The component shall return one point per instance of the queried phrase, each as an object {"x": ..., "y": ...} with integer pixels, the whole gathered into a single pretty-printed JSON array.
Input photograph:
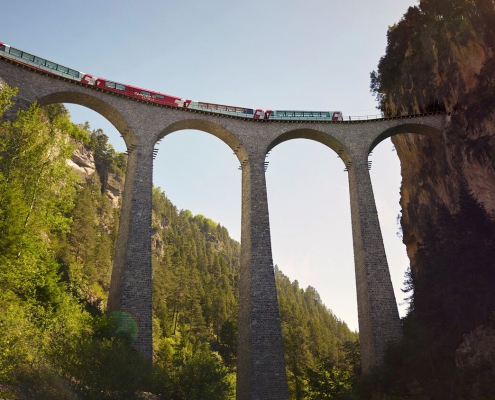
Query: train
[{"x": 146, "y": 95}]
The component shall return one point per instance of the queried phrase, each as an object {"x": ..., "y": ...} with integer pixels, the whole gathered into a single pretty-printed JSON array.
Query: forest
[
  {"x": 440, "y": 57},
  {"x": 57, "y": 239}
]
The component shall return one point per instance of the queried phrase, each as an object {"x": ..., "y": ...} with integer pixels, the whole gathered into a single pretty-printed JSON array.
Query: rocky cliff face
[
  {"x": 83, "y": 162},
  {"x": 442, "y": 58}
]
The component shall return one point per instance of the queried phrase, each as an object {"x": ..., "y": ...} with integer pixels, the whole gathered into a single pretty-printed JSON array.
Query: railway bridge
[{"x": 261, "y": 367}]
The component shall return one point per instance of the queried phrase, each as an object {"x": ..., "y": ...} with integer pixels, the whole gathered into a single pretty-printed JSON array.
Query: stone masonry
[{"x": 261, "y": 367}]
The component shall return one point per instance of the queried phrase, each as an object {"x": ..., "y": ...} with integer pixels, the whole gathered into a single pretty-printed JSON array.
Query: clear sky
[{"x": 276, "y": 54}]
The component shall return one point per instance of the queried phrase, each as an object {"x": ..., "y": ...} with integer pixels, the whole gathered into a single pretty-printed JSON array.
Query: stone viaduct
[{"x": 261, "y": 367}]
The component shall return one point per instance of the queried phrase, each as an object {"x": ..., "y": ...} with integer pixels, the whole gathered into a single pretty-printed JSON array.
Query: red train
[{"x": 42, "y": 64}]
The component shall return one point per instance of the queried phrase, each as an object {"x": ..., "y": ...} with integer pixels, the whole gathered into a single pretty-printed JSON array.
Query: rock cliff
[
  {"x": 442, "y": 56},
  {"x": 83, "y": 162}
]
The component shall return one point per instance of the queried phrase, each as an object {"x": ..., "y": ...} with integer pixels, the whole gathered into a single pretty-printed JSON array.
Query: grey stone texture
[{"x": 261, "y": 368}]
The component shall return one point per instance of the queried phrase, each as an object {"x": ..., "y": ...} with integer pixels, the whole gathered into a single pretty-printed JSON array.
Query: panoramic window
[
  {"x": 39, "y": 61},
  {"x": 15, "y": 52},
  {"x": 51, "y": 65},
  {"x": 63, "y": 69},
  {"x": 28, "y": 56}
]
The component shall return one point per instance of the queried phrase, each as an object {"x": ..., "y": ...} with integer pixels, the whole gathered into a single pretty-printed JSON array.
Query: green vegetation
[
  {"x": 440, "y": 55},
  {"x": 57, "y": 239},
  {"x": 429, "y": 53}
]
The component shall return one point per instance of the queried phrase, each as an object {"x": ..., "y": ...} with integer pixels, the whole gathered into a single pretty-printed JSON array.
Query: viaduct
[{"x": 261, "y": 367}]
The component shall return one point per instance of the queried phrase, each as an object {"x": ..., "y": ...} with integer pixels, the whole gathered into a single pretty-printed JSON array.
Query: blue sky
[{"x": 291, "y": 54}]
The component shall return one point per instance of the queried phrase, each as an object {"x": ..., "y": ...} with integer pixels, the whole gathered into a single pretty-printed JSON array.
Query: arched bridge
[{"x": 261, "y": 368}]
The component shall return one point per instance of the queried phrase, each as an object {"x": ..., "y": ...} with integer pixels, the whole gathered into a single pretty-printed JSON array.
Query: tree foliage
[{"x": 57, "y": 238}]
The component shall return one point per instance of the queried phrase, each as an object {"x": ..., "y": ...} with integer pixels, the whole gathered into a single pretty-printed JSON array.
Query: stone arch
[
  {"x": 94, "y": 103},
  {"x": 220, "y": 132},
  {"x": 316, "y": 135},
  {"x": 421, "y": 129}
]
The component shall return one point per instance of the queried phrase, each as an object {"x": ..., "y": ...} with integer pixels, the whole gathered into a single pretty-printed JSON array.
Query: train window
[
  {"x": 63, "y": 69},
  {"x": 39, "y": 61},
  {"x": 51, "y": 65},
  {"x": 15, "y": 52},
  {"x": 28, "y": 56}
]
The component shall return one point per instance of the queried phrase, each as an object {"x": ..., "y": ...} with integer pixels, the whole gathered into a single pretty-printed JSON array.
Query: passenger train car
[{"x": 41, "y": 64}]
★ ★ ★ ★ ★
◆ Short task:
Keep the pictures out of the copy and write out the data exactly as it stands.

◆ The solution:
The component shall return one point per instance of the queried phrase, each as an object {"x": ..., "y": ...} with integer pixels, the whole gathered into a single pretty-printed JSON array.
Input photograph:
Query: train
[{"x": 146, "y": 95}]
The component shall return one point per instance of the queried phrase, each as an object {"x": ..., "y": ...} with integer pixels, the whole gathered into a single pretty-printed JSON array.
Query: forest
[
  {"x": 440, "y": 57},
  {"x": 57, "y": 239}
]
The component shall return one point per instance of the queried phrase, each as an object {"x": ..., "y": ...} with integer pixels, the whole gathered into a single pretty-printed JSON array.
Query: rocky cliff face
[
  {"x": 83, "y": 162},
  {"x": 442, "y": 58}
]
The component shall return one point per instance of the queried phrase, each as an object {"x": ..., "y": ...} with integer pixels, the whole gathered into a single pretty-printed JSON array.
Query: railway bridge
[{"x": 261, "y": 367}]
The component shall return one point per instance of the queried phrase, each as an object {"x": ..., "y": ...} with integer pixels, the whole gathered into a single pretty-printed JSON array.
Query: stone masonry
[{"x": 261, "y": 367}]
The component shall return one point per instance of the queried phrase, each as an object {"x": ..., "y": ...} with integer pixels, the whole gathered into a single pretty-printed JSON array.
Query: clear sky
[{"x": 276, "y": 54}]
The component shall return one point per instance of the queried phrase, each as an object {"x": ..., "y": ...} with integer pixels, the whole gathered into a single pretty-printed JSON array.
Query: stone viaduct
[{"x": 261, "y": 367}]
The component shall return one point per instance of the queried phrase, each as an object {"x": ..., "y": ...} with integer pixels, the whole gathered into a single pretty-printed JSON array.
Query: red train
[{"x": 42, "y": 64}]
The component shall return one point per instance of the queried phrase, each as an object {"x": ..., "y": ...} with integer pixels, the whole gathered into a single pretty-printed JSON array.
Query: rock cliff
[
  {"x": 442, "y": 56},
  {"x": 83, "y": 162}
]
The component shall return one point per instance of the queried phrase, each as an object {"x": ..., "y": ...} with integer pixels, the whole gathered into a single pretty-printed JSON array.
Query: grey stone texture
[{"x": 261, "y": 368}]
The component shall return one point per instance of the queried phrase, each as an object {"x": ..., "y": ...} with integer pixels, the whole gathered into a single pretty-printed JSON array.
Query: panoramic window
[
  {"x": 39, "y": 61},
  {"x": 15, "y": 52},
  {"x": 51, "y": 65},
  {"x": 63, "y": 69},
  {"x": 28, "y": 56}
]
The component shall return one point per instance of the queried phrase, each as an object {"x": ..., "y": ...} with integer pixels, the whole gathered into a single pretty-printed JSON array.
Query: green vegetation
[
  {"x": 440, "y": 55},
  {"x": 57, "y": 239},
  {"x": 429, "y": 53}
]
The component shall return one point per instance of the queried phrase, each as an object {"x": ..., "y": ...} with integer pixels, the whole gathered into a single pretty-printed JSON array.
Query: viaduct
[{"x": 261, "y": 367}]
The component shall return one point per instance of the queried phrase, each as an object {"x": ..., "y": ...} with integer pixels, the whole gathered into a single pretty-printed JSON array.
Query: blue sky
[{"x": 291, "y": 54}]
The component shall return one point per instance of the queried phrase, each as an object {"x": ..., "y": ...} with integer pixels, the whole gathered into a single pretty-printed JSON array.
Query: arched bridge
[{"x": 261, "y": 368}]
The component shall return one point per instance of the queried phrase, each as an object {"x": ..., "y": ...} with integer pixels, the whole gathered into a single pretty-printed JSON array.
Query: tree foliage
[{"x": 57, "y": 238}]
The component shall return one point per instance of the queried phrase, each as an object {"x": ..., "y": ...} with integer pixels, the whole gathered into a single pretty-printed JSON array.
Query: stone arch
[
  {"x": 94, "y": 103},
  {"x": 220, "y": 132},
  {"x": 316, "y": 135},
  {"x": 421, "y": 129}
]
The component shall return one point per instance of the queried phrase, each as an object {"x": ..., "y": ...} with integer pixels, the whole gathered into a single pretty-printed JSON array.
Query: train window
[
  {"x": 63, "y": 69},
  {"x": 39, "y": 61},
  {"x": 51, "y": 65},
  {"x": 15, "y": 52},
  {"x": 28, "y": 56}
]
The component shall return one point per instance of the queried phrase, each as an object {"x": ..., "y": ...} with integer pixels, the whole gathered into a single pretty-printed JSON array.
Query: passenger train car
[{"x": 41, "y": 64}]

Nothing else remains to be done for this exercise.